Repeat word for word everything from the line containing "task | one point per instance, each pair like [248, 464]" to the end of the listing, first and last lines included, and only that.

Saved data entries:
# # # # # # #
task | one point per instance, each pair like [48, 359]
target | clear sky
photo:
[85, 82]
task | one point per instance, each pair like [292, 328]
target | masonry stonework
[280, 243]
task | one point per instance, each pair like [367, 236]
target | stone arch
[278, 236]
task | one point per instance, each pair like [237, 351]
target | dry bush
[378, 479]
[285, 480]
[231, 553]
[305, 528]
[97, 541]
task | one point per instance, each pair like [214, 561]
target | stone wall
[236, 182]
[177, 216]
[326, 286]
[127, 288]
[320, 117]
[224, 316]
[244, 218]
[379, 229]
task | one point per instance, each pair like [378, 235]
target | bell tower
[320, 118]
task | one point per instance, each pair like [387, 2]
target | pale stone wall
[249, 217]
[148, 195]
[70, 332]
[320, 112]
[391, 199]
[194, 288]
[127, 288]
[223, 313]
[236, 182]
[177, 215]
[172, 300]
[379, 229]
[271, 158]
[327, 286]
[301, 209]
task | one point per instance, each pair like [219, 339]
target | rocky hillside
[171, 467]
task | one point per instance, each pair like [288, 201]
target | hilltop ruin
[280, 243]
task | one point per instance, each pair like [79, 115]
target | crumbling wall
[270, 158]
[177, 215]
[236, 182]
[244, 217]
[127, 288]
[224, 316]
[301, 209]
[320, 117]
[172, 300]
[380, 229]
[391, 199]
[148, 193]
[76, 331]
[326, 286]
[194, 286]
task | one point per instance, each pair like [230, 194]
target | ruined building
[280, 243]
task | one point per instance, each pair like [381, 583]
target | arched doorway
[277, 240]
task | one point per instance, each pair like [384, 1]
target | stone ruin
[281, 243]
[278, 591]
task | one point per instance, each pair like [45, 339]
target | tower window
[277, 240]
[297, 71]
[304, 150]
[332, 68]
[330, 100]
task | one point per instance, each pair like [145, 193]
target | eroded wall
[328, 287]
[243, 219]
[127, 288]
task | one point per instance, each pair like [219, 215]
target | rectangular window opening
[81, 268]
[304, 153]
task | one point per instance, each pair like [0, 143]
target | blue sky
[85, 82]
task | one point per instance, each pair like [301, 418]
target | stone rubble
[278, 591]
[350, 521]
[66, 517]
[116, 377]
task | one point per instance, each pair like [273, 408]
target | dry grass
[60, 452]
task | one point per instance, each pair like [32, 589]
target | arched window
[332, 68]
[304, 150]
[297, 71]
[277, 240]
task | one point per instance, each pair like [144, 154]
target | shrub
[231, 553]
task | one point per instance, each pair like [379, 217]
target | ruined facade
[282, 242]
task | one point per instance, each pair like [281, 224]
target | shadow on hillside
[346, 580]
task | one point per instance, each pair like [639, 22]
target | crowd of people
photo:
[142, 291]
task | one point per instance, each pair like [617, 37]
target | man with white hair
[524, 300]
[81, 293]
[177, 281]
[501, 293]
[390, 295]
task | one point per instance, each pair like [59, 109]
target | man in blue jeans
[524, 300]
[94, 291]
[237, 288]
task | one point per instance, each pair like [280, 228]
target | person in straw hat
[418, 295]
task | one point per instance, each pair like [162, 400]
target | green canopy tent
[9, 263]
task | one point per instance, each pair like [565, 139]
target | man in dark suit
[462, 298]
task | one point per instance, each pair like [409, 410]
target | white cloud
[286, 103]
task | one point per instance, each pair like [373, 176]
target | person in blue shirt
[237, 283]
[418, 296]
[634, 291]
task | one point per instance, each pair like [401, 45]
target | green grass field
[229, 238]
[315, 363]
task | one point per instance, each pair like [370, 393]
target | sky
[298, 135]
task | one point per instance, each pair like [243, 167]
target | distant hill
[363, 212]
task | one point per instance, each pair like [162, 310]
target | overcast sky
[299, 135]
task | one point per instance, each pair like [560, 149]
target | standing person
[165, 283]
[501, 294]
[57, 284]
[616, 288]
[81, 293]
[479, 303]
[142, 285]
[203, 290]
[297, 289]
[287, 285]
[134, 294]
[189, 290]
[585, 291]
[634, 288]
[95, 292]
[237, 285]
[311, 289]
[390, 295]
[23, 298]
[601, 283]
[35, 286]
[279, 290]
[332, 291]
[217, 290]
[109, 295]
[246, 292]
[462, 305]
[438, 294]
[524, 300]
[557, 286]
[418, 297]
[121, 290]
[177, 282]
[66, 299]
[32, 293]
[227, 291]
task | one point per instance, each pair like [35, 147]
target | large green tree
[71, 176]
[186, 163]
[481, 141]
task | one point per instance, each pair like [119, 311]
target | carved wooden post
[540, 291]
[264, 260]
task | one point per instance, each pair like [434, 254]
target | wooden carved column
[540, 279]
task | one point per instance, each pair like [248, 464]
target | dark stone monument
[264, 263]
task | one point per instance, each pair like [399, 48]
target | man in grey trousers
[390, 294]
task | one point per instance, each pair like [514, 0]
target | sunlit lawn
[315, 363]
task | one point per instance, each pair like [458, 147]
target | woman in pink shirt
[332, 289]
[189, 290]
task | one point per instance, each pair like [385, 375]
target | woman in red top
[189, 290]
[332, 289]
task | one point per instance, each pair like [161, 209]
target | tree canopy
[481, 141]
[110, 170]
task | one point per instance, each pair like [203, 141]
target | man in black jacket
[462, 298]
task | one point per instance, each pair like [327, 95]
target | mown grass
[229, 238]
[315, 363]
# # # # # # #
In response:
task | one point per instance, each pair like [248, 464]
target | dark stone monument
[264, 263]
task | one point per instance, each pair like [399, 48]
target | man in grey trousers
[390, 294]
task | one point per instance, each pair like [514, 0]
target | sunlit lawn
[315, 363]
task | one point per instance, each pair like [458, 147]
target | woman in pink shirt
[332, 289]
[189, 290]
task | one point per instance, each pair like [385, 375]
target | woman in red top
[189, 290]
[332, 289]
task | one point per instance, each pair like [161, 209]
target | tree canopy
[481, 141]
[110, 170]
task | one point per instance, each pair like [203, 141]
target | man in black jacket
[462, 298]
task | one point per instance, each pair like [327, 95]
target | mown grass
[229, 238]
[315, 363]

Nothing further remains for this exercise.